Directions for this task: Word for word, reproduce every line of the data below.

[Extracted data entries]
- - -
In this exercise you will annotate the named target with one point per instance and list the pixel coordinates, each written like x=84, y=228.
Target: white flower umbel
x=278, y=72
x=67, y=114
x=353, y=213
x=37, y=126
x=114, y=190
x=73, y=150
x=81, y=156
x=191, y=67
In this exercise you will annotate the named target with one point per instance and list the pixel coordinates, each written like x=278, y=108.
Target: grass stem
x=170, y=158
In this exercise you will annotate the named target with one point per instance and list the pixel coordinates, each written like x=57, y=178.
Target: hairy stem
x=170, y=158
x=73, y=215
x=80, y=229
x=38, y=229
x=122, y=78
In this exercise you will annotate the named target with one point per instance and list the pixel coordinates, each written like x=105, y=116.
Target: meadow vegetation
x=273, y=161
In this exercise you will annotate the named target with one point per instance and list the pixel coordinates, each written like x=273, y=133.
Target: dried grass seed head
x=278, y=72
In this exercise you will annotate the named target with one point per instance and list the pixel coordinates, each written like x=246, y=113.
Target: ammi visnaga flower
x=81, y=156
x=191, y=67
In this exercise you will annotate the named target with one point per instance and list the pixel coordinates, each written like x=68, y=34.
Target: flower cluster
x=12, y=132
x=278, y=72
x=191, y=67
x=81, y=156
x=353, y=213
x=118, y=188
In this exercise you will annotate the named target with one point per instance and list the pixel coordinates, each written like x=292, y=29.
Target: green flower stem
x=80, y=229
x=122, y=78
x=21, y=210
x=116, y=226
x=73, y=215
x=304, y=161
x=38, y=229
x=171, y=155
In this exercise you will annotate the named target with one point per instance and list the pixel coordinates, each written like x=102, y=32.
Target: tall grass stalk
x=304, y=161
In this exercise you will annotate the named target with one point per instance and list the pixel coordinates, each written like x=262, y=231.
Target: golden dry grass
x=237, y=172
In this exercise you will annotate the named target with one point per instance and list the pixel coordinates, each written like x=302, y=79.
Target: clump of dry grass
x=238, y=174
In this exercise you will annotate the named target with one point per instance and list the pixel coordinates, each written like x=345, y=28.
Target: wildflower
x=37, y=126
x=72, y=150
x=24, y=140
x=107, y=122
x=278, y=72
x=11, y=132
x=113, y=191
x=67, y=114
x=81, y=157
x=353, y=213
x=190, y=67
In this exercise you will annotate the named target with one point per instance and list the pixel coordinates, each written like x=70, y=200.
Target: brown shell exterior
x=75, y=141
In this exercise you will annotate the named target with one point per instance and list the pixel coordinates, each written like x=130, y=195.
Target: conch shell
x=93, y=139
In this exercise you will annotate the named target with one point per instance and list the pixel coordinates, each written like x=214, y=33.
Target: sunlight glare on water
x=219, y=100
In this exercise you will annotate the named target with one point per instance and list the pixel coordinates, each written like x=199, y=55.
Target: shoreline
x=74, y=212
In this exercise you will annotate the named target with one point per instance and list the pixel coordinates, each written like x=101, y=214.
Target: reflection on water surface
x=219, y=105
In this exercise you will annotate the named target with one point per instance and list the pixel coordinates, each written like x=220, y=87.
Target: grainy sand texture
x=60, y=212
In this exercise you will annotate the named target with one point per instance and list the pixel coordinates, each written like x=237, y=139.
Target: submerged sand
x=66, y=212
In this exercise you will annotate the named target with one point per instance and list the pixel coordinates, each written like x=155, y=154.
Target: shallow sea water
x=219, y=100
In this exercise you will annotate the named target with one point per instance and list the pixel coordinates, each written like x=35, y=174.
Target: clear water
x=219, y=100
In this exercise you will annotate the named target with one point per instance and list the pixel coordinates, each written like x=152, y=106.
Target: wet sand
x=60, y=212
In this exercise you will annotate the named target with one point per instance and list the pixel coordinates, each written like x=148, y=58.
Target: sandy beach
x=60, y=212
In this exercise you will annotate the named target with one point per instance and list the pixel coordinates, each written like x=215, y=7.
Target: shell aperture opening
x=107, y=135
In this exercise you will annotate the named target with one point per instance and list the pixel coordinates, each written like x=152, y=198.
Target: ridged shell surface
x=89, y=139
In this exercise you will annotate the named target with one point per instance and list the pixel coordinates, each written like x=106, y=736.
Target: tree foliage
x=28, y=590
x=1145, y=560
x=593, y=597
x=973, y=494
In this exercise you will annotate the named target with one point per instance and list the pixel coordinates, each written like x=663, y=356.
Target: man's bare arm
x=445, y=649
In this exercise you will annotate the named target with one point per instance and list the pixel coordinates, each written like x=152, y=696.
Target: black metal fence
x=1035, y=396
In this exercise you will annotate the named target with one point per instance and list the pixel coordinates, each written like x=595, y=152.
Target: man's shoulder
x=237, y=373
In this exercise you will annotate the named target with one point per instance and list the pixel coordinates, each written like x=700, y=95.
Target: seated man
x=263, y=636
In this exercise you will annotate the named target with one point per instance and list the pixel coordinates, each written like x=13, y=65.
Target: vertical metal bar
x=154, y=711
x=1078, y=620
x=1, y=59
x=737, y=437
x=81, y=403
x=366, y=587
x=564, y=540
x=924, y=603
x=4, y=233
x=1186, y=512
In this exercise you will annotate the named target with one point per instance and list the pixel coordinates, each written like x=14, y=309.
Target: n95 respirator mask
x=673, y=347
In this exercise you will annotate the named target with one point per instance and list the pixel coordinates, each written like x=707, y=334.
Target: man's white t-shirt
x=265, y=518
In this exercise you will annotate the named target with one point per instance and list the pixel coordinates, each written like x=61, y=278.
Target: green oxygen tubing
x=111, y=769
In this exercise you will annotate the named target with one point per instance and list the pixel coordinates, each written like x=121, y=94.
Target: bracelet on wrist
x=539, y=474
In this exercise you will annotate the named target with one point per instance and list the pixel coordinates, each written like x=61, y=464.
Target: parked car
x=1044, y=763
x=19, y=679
- - -
Finished exercise:
In this exercise you will annotate the named target with one point per instance and list the pixel coordinates, each written like x=84, y=228.
Target: white flower umbel
x=278, y=72
x=67, y=114
x=353, y=213
x=37, y=126
x=114, y=190
x=73, y=150
x=81, y=156
x=191, y=67
In this exercise you will annotate the named target with one point per instance and list the pixel coordinates, each written like x=278, y=108.
Target: grass stem
x=170, y=158
In this exercise you will annotate the named target with one point per instance and list the pixel coordinates, each written like x=57, y=178.
Target: hairy stem
x=170, y=158
x=73, y=215
x=80, y=229
x=38, y=229
x=122, y=78
In this exercise you will annotate the named target with one point per instance and list the pixel coordinates, each written like x=105, y=116.
Target: meadow vegetation
x=273, y=161
In this exercise you will annotate the named target with one point per instance and list the pixel coordinates, each written like x=273, y=133.
Target: dried grass seed head
x=278, y=72
In this exercise you will annotate the named target with one point per instance and list the pixel coordinates, each written like x=246, y=113.
Target: ammi visnaga flower
x=81, y=156
x=191, y=67
In this exercise you will annotate the named target with one point per instance and list the pixel coordinates, each written like x=68, y=34.
Target: flower cluster
x=12, y=132
x=278, y=72
x=191, y=67
x=81, y=156
x=353, y=213
x=118, y=188
In this exercise you will annotate the named target with one point per instance and list the pixel coordinates, each written like x=292, y=29.
Target: green flower stem
x=80, y=229
x=122, y=78
x=21, y=210
x=116, y=226
x=73, y=215
x=304, y=161
x=38, y=229
x=171, y=155
In this exercise you will annotate the named target with one point per instance and list the pixel coordinates, each written like x=102, y=32.
Target: tall grass stalk
x=304, y=161
In this exercise you will annotate the named target with one point per instance and list the pixel coordinates, each written like x=262, y=231.
Target: golden dry grass
x=237, y=172
In this exercise you will annotate the named target with one point per instance and list the pixel coordinates, each written like x=302, y=79.
Target: clump of dry grass
x=238, y=174
In this exercise you will annotate the named target with one point per instance and list the pixel coordinates, each written like x=345, y=28.
Target: wildflower
x=37, y=126
x=72, y=150
x=24, y=140
x=107, y=122
x=278, y=72
x=11, y=132
x=113, y=191
x=67, y=114
x=81, y=157
x=353, y=213
x=190, y=67
In this exercise you will annotate the named target with one point per instance and list the pixel coordinates, each written like x=70, y=200.
Target: brown shell exterior
x=75, y=141
In this exercise you will annotate the named target with one point per instance and list the pixel coordinates, each written like x=130, y=195.
Target: conch shell
x=93, y=139
In this exercise you will annotate the named target with one point per instance and list the pixel coordinates, each written like x=214, y=33.
Target: sunlight glare on water
x=219, y=100
In this exercise you will annotate the named target with one point per instance and list the pixel coordinates, each written like x=199, y=55.
Target: shoreline
x=74, y=212
In this exercise you will annotate the named target with one point per instance and list the pixel coordinates, each written like x=101, y=214.
Target: reflection on water surface
x=219, y=105
In this exercise you will annotate the named target with one point per instance and list the pixel coordinates, each written like x=220, y=87.
Target: grainy sand texture
x=60, y=212
In this exercise you will annotate the named target with one point per instance and list the pixel coordinates, each written like x=237, y=139.
Target: submerged sand
x=66, y=212
In this exercise you will annotate the named target with one point per instance and list the pixel coordinates, each written like x=155, y=154.
Target: shallow sea water
x=219, y=100
In this exercise you will annotate the named target with one point per instance and list the pixel coordinates, each written like x=35, y=174.
Target: clear water
x=219, y=100
In this exercise you will annotate the named target with one point per instance and list the pixel coordinates, each written like x=152, y=106.
Target: wet sand
x=60, y=212
In this exercise you will annotate the named target with one point per instance and list the pixel coordinates, each written like x=148, y=58.
Target: sandy beach
x=60, y=212
In this exercise you will annotate the named target with one point per instance and list the pixel coordinates, each written like x=215, y=7.
Target: shell aperture opening
x=107, y=135
In this exercise you will annotate the named target with one point per instance and list the pixel coordinates, each written like x=152, y=198.
Target: ridged shell surface
x=89, y=139
In this exercise you will annotate the named target with one point per instance and list the pixel coordinates, each written like x=106, y=736.
Target: tree foliage
x=28, y=590
x=1145, y=560
x=593, y=597
x=973, y=494
In this exercise you will annotate the named target with one point per instance and list the pixel coordinates, each written like x=663, y=356.
Target: man's bare arm
x=445, y=649
In this exercise you will annotate the named target with one point per instance and list the pixel coordinates, each written like x=152, y=696.
Target: black metal fence
x=1035, y=396
In this exercise you will annotate the named target with one point per instance and list the pixel coordinates, each written like x=595, y=152.
Target: man's shoulder
x=237, y=373
In this exercise you will annotate the named target with one point per instance and list the pixel coordinates, each written like x=700, y=95.
Target: seated man
x=263, y=636
In this exercise you will annotate the named target with one point per instance and list the pixel coordinates, each written like x=13, y=65.
Target: vertical metal bar
x=154, y=711
x=1078, y=620
x=1, y=59
x=737, y=437
x=81, y=403
x=366, y=587
x=564, y=540
x=924, y=603
x=4, y=233
x=1186, y=512
In this exercise you will annotate the named target with one point per instance and list the pixel coordinates, each written like x=14, y=309.
Target: n95 respirator mask
x=673, y=347
In this exercise you will annotate the named target with one point per instance and list the pixel coordinates, each written like x=707, y=334.
Target: man's white t-shirt
x=265, y=518
In this exercise you will annotate the named target with one point per instance and list the pixel coordinates, each written like x=61, y=278.
Target: green oxygen tubing
x=111, y=769
In this exercise you will annotate the named target with one point per instance and list the pixel coordinates, each written like x=121, y=94.
Target: bracelet on wrist
x=539, y=474
In this exercise you will annotate the named target with one point per instance and list the pixel coordinates, each written like x=61, y=464.
Target: parked car
x=1044, y=763
x=19, y=679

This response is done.